Source data
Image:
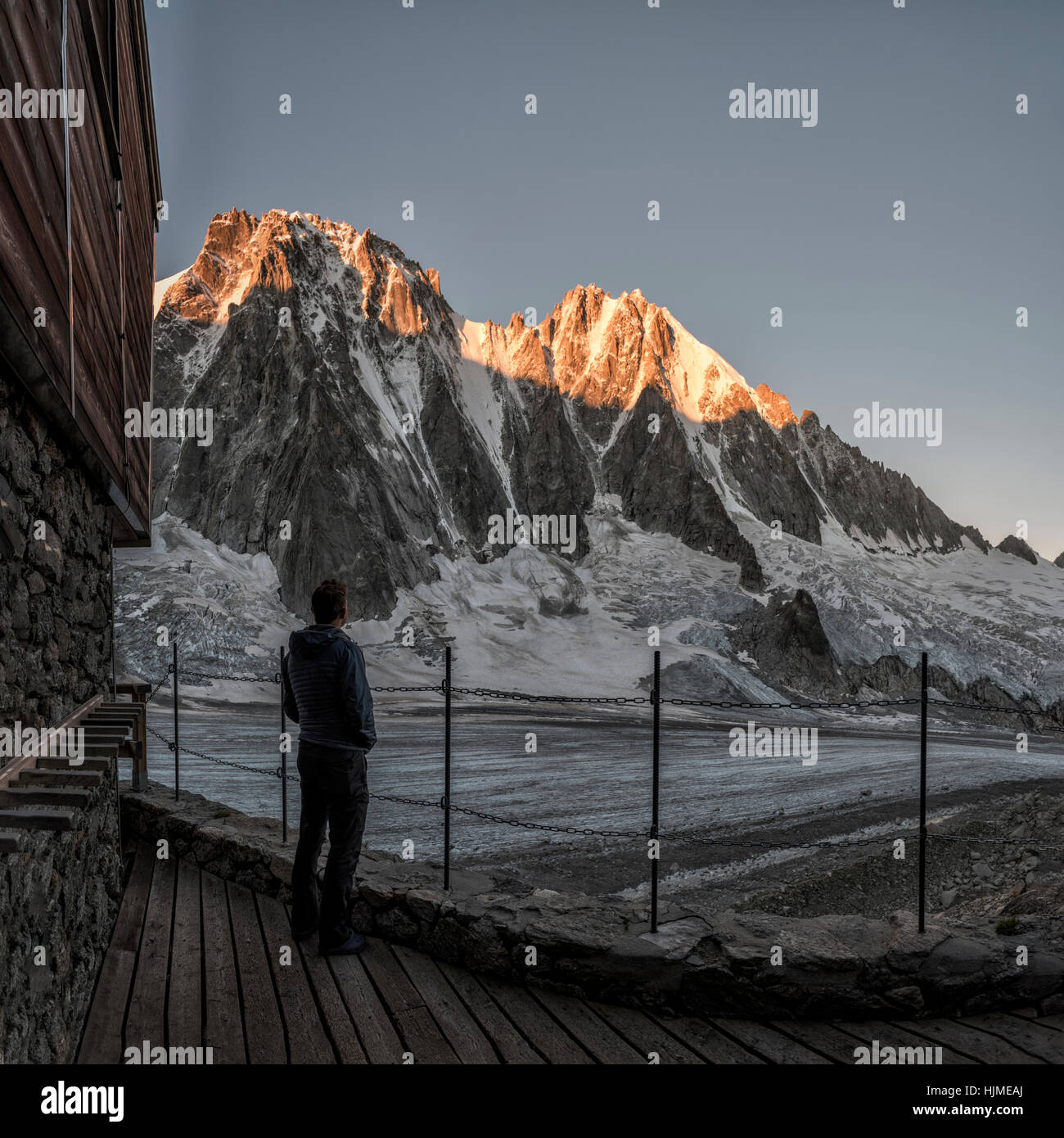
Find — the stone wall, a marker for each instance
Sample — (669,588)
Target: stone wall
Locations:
(55,589)
(726,963)
(59,898)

● What is being asked: Reproduce the records above line for line, with no changes to the wording. Omit the pictures from your reply.

● The completed task:
Image:
Find — the stone wall, a marker for each instance
Sample — (669,588)
Target: stone wall
Locations:
(55,589)
(726,963)
(59,898)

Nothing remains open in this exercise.